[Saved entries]
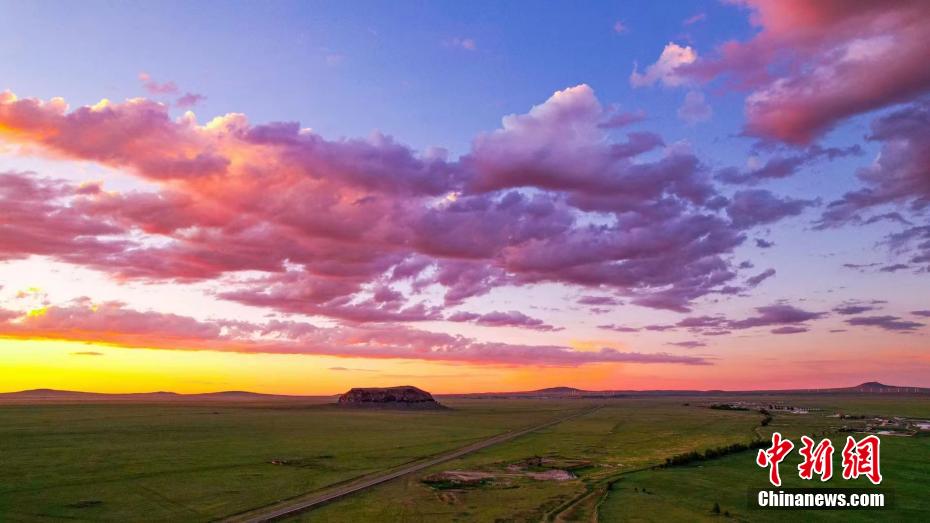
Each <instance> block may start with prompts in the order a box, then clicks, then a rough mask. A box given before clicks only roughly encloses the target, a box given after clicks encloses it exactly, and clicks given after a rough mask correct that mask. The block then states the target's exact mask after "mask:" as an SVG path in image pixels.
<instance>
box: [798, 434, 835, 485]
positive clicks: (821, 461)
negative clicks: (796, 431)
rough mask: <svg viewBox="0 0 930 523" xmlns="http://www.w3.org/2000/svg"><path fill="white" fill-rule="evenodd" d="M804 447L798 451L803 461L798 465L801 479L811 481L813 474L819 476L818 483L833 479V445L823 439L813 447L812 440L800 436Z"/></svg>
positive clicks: (798, 472)
mask: <svg viewBox="0 0 930 523" xmlns="http://www.w3.org/2000/svg"><path fill="white" fill-rule="evenodd" d="M801 443H803V444H804V446H802V447H801V450H800V451H799V452H800V453H801V455H802V456H804V461H803V462H802V463H801V464H800V465H798V473H799V475H800V476H801V479H812V478H813V477H814V473H817V474H818V475H819V476H820V481H827V480H828V479H830V478H832V477H833V443H832V442H831V441H830V440H828V439H826V438H824V439H822V440H821V441H820V443H818V444H817V447H816V448H815V447H814V440H812V439H811V438H808V437H807V436H801Z"/></svg>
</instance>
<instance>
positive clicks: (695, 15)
mask: <svg viewBox="0 0 930 523" xmlns="http://www.w3.org/2000/svg"><path fill="white" fill-rule="evenodd" d="M704 20H707V14H706V13H697V14H695V15H693V16H689V17H688V18H686V19H685V20H684V21H683V22H681V25H684V26H689V25H694V24H696V23H698V22H703V21H704Z"/></svg>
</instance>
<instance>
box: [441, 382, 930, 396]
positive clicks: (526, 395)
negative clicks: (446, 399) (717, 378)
mask: <svg viewBox="0 0 930 523" xmlns="http://www.w3.org/2000/svg"><path fill="white" fill-rule="evenodd" d="M732 394H745V395H762V394H930V388H926V387H905V386H899V385H885V384H883V383H879V382H877V381H869V382H866V383H863V384H861V385H856V386H854V387H841V388H826V389H771V390H719V389H714V390H582V389H576V388H573V387H550V388H546V389H539V390H529V391H514V392H476V393H470V394H454V395H447V396H450V397H451V396H455V397H463V398H618V397H628V396H693V395H732Z"/></svg>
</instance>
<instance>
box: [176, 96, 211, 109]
mask: <svg viewBox="0 0 930 523" xmlns="http://www.w3.org/2000/svg"><path fill="white" fill-rule="evenodd" d="M206 99H207V97H206V96H204V95H202V94H197V93H184V95H183V96H181V97H179V98H178V99H177V100H175V101H174V105H176V106H178V107H181V108H183V109H189V108H191V107H193V106H195V105H197V104H199V103H201V102H203V101H204V100H206Z"/></svg>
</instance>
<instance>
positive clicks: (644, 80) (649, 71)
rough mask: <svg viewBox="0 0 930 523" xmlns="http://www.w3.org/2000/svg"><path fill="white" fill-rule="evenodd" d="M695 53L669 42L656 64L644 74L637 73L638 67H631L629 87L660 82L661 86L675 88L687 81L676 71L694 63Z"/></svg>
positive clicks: (640, 86) (695, 53) (687, 46)
mask: <svg viewBox="0 0 930 523" xmlns="http://www.w3.org/2000/svg"><path fill="white" fill-rule="evenodd" d="M696 60H697V53H696V52H695V51H694V49H692V48H691V47H689V46H684V47H682V46H680V45H678V44H676V43H672V42H669V43H668V44H666V46H665V48H664V49H663V50H662V54H661V55H659V59H658V60H657V61H656V63H654V64H652V65H650V66H649V67H647V68H646V71H645V72H644V73H640V72H639V68H638V66H636V65H634V66H633V72H632V73H630V85H632V86H633V87H647V86H650V85H655V83H656V82H661V83H662V84H663V85H666V86H669V87H675V86H679V85H682V84H684V83H686V82H687V81H688V79H687V77H683V76H680V75H679V74H678V69H679V68H680V67H681V66H683V65H688V64H691V63H694V62H695V61H696Z"/></svg>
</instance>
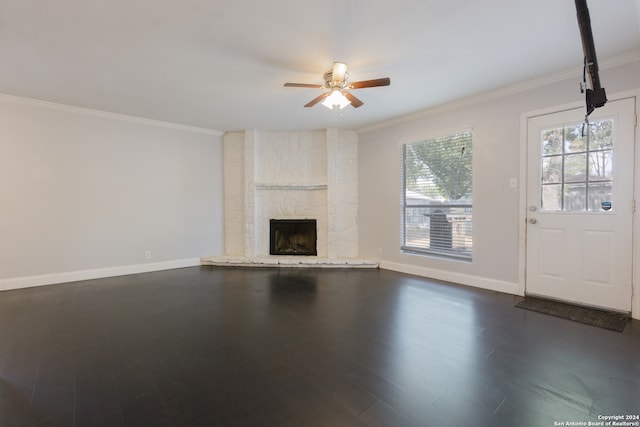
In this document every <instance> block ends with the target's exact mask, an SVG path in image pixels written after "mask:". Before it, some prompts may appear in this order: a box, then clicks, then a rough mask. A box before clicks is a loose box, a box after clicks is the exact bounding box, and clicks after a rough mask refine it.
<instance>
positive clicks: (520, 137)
mask: <svg viewBox="0 0 640 427" xmlns="http://www.w3.org/2000/svg"><path fill="white" fill-rule="evenodd" d="M631 97H635V101H636V102H635V108H636V117H637V116H638V115H640V89H638V90H631V91H625V92H619V93H615V94H613V95H612V94H609V95H608V99H609V101H616V100H620V99H624V98H631ZM575 108H584V102H583V101H581V102H572V103H569V104H563V105H556V106H554V107H547V108H542V109H538V110H532V111H527V112H524V113H521V114H520V177H519V183H518V193H519V201H518V205H519V206H518V224H519V227H518V248H519V251H518V252H519V253H518V295H522V296H524V295H525V293H526V268H527V264H526V256H527V161H528V159H527V144H528V120H529V118H531V117H535V116H540V115H545V114H552V113H557V112H560V111H565V110H571V109H575ZM636 120H637V119H636ZM634 139H635V140H634V145H635V146H636V149H635V151H634V156H635V158H634V162H633V163H634V171H633V198H634V200H636V203H637V206H636V210H635V212H634V214H633V217H632V228H633V231H632V232H633V244H632V249H631V250H632V252H633V253H632V264H633V265H632V269H633V270H632V283H631V292H632V297H631V317H633V318H634V319H640V286H639V284H640V254H639V253H638V252H639V251H638V242H639V240H640V226H639V225H640V223H639V222H638V221H639V219H640V147H638V144H639V143H640V124H636V127H635V131H634Z"/></svg>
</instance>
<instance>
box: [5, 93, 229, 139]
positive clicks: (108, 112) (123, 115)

• **Task goal**: Write out every line above again exactly, with the pictures left out.

• **Task response**:
Each <instance> block may start with prompts in the order a box, then clicks, then a rough mask. A box given before clicks only roughly encloses the target, a box given after clicks encloses it exactly, and clicks given after a rough mask correct that mask. The block then states the target's exact mask after "mask:" as an SVG path in image pixels.
<instance>
box: [798, 434, 835, 485]
positive clicks: (821, 461)
negative clicks: (796, 431)
rough mask: <svg viewBox="0 0 930 523" xmlns="http://www.w3.org/2000/svg"><path fill="white" fill-rule="evenodd" d="M804 447L798 451L803 461L798 465L801 479L811 481L813 474L819 476L818 483L833 479V445L823 439L813 447L812 440L800 436Z"/></svg>
positive clicks: (798, 472)
mask: <svg viewBox="0 0 930 523" xmlns="http://www.w3.org/2000/svg"><path fill="white" fill-rule="evenodd" d="M801 443H803V444H804V446H802V447H801V450H800V451H799V452H800V453H801V455H802V456H804V461H803V462H802V463H801V464H800V465H798V473H799V475H800V476H801V479H812V478H813V477H814V473H817V474H818V475H819V476H820V481H827V480H828V479H830V478H832V477H833V443H832V442H831V441H830V440H828V439H826V438H824V439H822V440H821V441H820V443H818V444H817V447H816V448H815V447H814V440H812V439H811V438H808V437H807V436H801Z"/></svg>
</instance>
<instance>
positive clicks: (695, 15)
mask: <svg viewBox="0 0 930 523" xmlns="http://www.w3.org/2000/svg"><path fill="white" fill-rule="evenodd" d="M704 20H707V14H706V13H697V14H695V15H693V16H689V17H688V18H686V19H685V20H684V21H683V22H681V25H684V26H689V25H694V24H696V23H698V22H703V21H704Z"/></svg>
</instance>
<instance>
box: [441, 382, 930, 396]
positive clicks: (526, 395)
negative clicks: (446, 399) (717, 378)
mask: <svg viewBox="0 0 930 523" xmlns="http://www.w3.org/2000/svg"><path fill="white" fill-rule="evenodd" d="M732 394H745V395H762V394H930V388H926V387H905V386H899V385H885V384H883V383H879V382H877V381H869V382H866V383H863V384H861V385H856V386H854V387H841V388H826V389H771V390H719V389H714V390H582V389H576V388H573V387H550V388H546V389H539V390H529V391H514V392H476V393H470V394H454V395H447V396H450V397H451V396H455V397H463V398H618V397H628V396H693V395H732Z"/></svg>
</instance>
<instance>
box: [176, 96, 211, 109]
mask: <svg viewBox="0 0 930 523" xmlns="http://www.w3.org/2000/svg"><path fill="white" fill-rule="evenodd" d="M206 99H207V97H206V96H204V95H202V94H197V93H184V95H183V96H181V97H179V98H178V99H177V100H175V101H174V105H176V106H178V107H181V108H183V109H189V108H191V107H193V106H195V105H197V104H199V103H201V102H203V101H204V100H206Z"/></svg>
</instance>
<instance>
positive clicks: (644, 80) (649, 71)
rough mask: <svg viewBox="0 0 930 523" xmlns="http://www.w3.org/2000/svg"><path fill="white" fill-rule="evenodd" d="M695 53L669 42L656 64L644 74L637 73L638 67H631L629 87L660 82L661 86L675 88L687 81L676 71L694 63Z"/></svg>
positive clicks: (640, 86) (695, 53) (687, 46)
mask: <svg viewBox="0 0 930 523" xmlns="http://www.w3.org/2000/svg"><path fill="white" fill-rule="evenodd" d="M696 60H697V53H696V52H695V51H694V49H692V48H691V47H689V46H684V47H682V46H680V45H678V44H676V43H672V42H669V43H668V44H666V46H665V48H664V49H663V50H662V54H661V55H659V59H658V60H657V61H656V63H654V64H652V65H650V66H649V67H647V68H646V71H645V72H644V73H640V72H639V68H638V66H636V65H634V66H633V72H632V73H630V85H632V86H633V87H647V86H650V85H655V83H656V82H661V83H662V84H663V85H666V86H669V87H675V86H679V85H682V84H684V83H686V82H687V81H688V79H687V77H683V76H680V75H679V74H678V69H679V68H680V67H681V66H683V65H688V64H691V63H694V62H695V61H696Z"/></svg>
</instance>
In this document every <instance> block ends with the target's exact mask, an SVG path in image pixels written after "mask:". Before it, some prompts may appear in this order: a box, then clicks, then a rough mask. A box before clicks is a loose box, a box after clicks is the exact bounding box, and clicks after a rough mask refine it.
<instance>
positive clicks: (520, 137)
mask: <svg viewBox="0 0 640 427" xmlns="http://www.w3.org/2000/svg"><path fill="white" fill-rule="evenodd" d="M631 97H635V101H636V102H635V108H636V117H637V116H638V115H640V89H638V90H631V91H625V92H619V93H615V94H613V95H612V94H609V95H608V99H609V101H616V100H620V99H624V98H631ZM575 108H584V102H583V101H581V102H572V103H569V104H563V105H556V106H554V107H547V108H542V109H538V110H532V111H527V112H524V113H521V114H520V177H519V183H518V193H519V201H518V205H519V206H518V224H519V227H518V248H519V251H518V252H519V253H518V295H522V296H524V295H525V293H526V268H527V264H526V256H527V161H528V159H527V144H528V120H529V118H531V117H535V116H540V115H545V114H552V113H557V112H560V111H565V110H571V109H575ZM636 120H637V119H636ZM634 139H635V140H634V145H635V146H636V149H635V151H634V156H635V158H634V162H633V163H634V171H633V198H634V200H636V203H637V206H636V210H635V212H634V214H633V217H632V228H633V231H632V232H633V244H632V249H631V250H632V252H633V253H632V264H633V265H632V269H633V270H632V283H631V292H632V297H631V317H633V318H634V319H640V286H639V284H640V254H639V253H638V252H639V251H638V242H639V240H640V226H639V225H640V223H639V222H638V221H639V219H640V147H638V144H639V143H640V124H636V127H635V131H634Z"/></svg>
</instance>
<instance>
box: [5, 93, 229, 139]
positive clicks: (108, 112) (123, 115)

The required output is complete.